Saved data entries
——

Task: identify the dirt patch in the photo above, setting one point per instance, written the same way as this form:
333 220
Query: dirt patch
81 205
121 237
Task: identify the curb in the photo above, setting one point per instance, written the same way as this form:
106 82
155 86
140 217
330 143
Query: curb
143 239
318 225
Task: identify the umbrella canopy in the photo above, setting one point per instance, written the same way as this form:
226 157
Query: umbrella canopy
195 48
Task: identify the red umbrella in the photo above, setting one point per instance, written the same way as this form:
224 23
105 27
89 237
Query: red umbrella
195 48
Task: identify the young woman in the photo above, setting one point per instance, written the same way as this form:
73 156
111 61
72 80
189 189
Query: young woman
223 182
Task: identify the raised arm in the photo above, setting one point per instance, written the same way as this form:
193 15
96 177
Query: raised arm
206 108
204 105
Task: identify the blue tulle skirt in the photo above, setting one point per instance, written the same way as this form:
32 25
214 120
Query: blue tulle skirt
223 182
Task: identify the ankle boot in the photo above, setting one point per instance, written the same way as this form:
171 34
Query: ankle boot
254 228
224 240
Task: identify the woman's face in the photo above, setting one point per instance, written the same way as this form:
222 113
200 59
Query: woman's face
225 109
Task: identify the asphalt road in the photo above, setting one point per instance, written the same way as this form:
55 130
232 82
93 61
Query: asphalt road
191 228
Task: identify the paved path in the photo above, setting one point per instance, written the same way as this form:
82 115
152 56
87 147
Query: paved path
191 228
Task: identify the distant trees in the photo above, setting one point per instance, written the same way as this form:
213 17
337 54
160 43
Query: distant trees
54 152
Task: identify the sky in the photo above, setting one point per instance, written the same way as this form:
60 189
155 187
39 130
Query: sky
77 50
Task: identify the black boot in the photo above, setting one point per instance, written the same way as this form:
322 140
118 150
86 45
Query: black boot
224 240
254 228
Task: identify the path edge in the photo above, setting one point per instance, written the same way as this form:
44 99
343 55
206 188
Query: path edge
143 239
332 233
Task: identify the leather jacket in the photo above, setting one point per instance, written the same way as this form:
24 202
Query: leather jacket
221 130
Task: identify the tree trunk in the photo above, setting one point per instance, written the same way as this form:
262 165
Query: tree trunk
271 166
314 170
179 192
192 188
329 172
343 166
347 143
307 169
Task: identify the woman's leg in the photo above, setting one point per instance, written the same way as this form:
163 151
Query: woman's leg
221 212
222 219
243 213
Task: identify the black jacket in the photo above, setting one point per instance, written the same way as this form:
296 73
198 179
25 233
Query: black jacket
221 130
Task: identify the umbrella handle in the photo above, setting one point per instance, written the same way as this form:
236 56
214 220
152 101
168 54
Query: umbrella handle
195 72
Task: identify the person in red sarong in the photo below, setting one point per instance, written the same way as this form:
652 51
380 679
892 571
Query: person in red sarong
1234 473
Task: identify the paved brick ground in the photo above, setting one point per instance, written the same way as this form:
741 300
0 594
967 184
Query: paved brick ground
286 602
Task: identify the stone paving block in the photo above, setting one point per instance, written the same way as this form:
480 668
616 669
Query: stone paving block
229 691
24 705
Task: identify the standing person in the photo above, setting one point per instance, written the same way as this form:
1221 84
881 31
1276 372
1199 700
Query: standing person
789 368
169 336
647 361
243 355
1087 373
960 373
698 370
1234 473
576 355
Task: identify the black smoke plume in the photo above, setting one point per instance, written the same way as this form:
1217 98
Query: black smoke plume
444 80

——

§ **The request**
Copy every record above exactly as it appears.

§ **Solved exercise**
Task: identify the dirt patch in the photo above, setting one point per instance, written the same way as this form:
333 220
Query: dirt patch
81 205
121 237
Task: identify the curb in the photo above, setting one point per instance, written the same way as this form:
106 82
155 86
140 217
330 143
Query: curb
143 239
318 225
Task: identify the umbrella canopy in the photo above, setting one point per instance, written the same way as this form:
226 157
Query: umbrella canopy
195 48
Task: identify the red umbrella in the photo above, setting one point per instance, written the same way as this form:
224 23
105 27
89 237
Query: red umbrella
195 48
Task: identify the young woman in the photo above, setting one point per instance, written the same way as this form:
73 156
111 61
72 80
189 189
Query: young woman
223 182
Task: identify the raised arm in the photo above, setting one point per instance, written the same way as this form:
193 15
96 177
Query: raised arm
206 108
204 105
Task: identify the blue tulle skirt in the photo above, setting one point per instance, written the same way as this form:
32 25
214 120
Query: blue tulle skirt
223 182
Task: identify the ankle boot in the photo above, setting one point per instance, written the same way as this form:
171 34
Query: ankle boot
254 228
224 240
Task: identify the woman's face in the photo above, setting one point per instance, written the same way as this form:
222 113
200 59
Query: woman's face
225 109
Task: identify the asphalt road in the photo above, setting one point per instance, written the same way as this form:
55 130
232 82
93 61
Query: asphalt road
191 228
Task: identify the paved path in the photo above, setting one point per instance, written the same way as this form:
82 115
152 56
87 147
Query: paved path
191 228
Task: identify the distant trees in the photo above, setting one point per instance, written the same way as this form:
213 17
337 54
160 43
Query: distant trees
54 152
Task: identify the sky in the photo above, setting one point per instance, written the same way as this form:
60 189
155 187
39 130
Query: sky
77 50
Task: identify the black boot in the photo above, setting one point per instance, written the same way as this form:
322 140
118 150
86 45
Query: black boot
224 240
254 228
Task: identify the path edge in the photo above, setting one point per instance, written the same way as this form:
44 99
343 55
206 188
Query: path edge
143 239
332 233
Task: identify the leather jacket in the photo above, setting one point per instance, written the same way as this form:
24 202
Query: leather jacket
221 130
Task: identify the tree trunk in the photo above, setting one point per instance, written the same way as this form:
262 165
Query: tree trunk
271 166
314 170
179 192
192 188
329 172
343 166
347 143
307 169
Task: identify the woman's leg in the photo above, setting one point per instance, written the same way as this form:
163 151
Query: woman's leg
221 212
222 219
243 213
Task: identify the black jacket in the photo above, setting one point per instance, written the same way as this form:
296 73
198 179
25 233
Query: black jacket
221 130
Task: identify the umbrella handle in the photo above, setting one point per instance, written the same way as this form:
236 56
214 220
152 101
168 54
Query: umbrella handle
195 72
Task: identify the person in red sarong in the photo below, setting one point per instance, written the same way as this form:
652 51
380 679
892 571
Query: person in red sarong
1234 473
Task: identify the paved brick ground in the photo above, setting one point per instance, written the same way as this form:
741 300
0 594
967 184
Query: paved brick ground
286 602
Task: identify the stone paving block in the photo above, setting one point per instance, written the same way as this form:
480 668
616 669
Query: stone paving block
229 691
24 705
Task: identify the standing person in the photo above, setting one point per instance, written the same way as this form:
1221 84
881 31
1276 372
1199 700
Query: standing person
789 368
169 336
647 361
243 355
1087 373
960 373
698 370
1234 473
576 355
Task: identify the black smoke plume in the photo above, setting one point per instance, written the same way as this form:
1217 98
Query: black smoke plume
444 80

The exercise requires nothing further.